— LISTING —
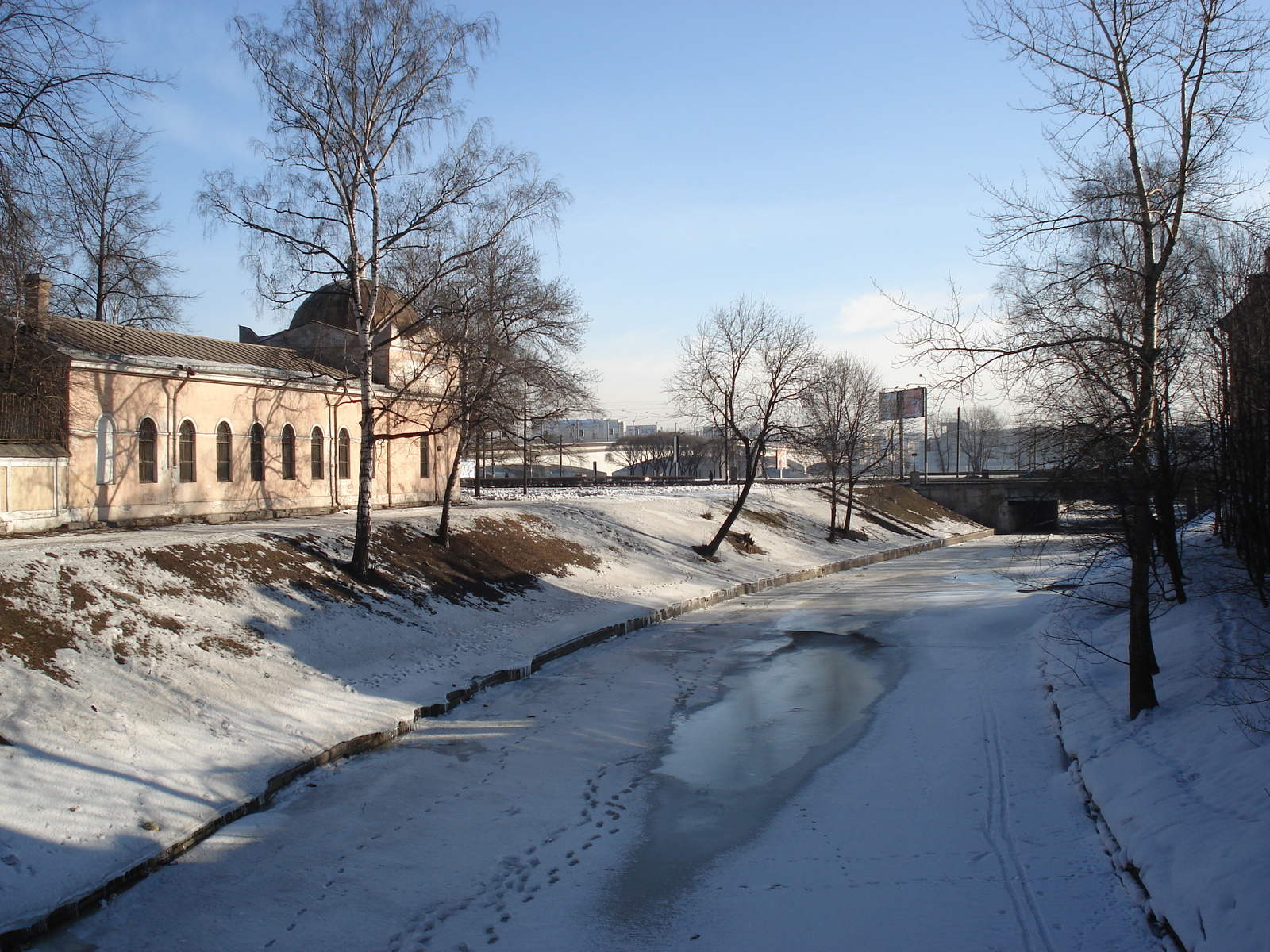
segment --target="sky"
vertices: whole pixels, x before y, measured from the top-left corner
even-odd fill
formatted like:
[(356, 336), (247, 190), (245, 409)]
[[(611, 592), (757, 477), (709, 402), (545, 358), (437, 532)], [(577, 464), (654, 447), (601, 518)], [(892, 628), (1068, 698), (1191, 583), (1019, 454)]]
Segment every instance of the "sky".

— SHORT TASK —
Locate each line in the block above that contains the string "measured", matching case exactly, and copy those lines out.

— SOLUTION TO THIS PROBLEM —
vertices: whole pixels, x before y, measured from the top-left corner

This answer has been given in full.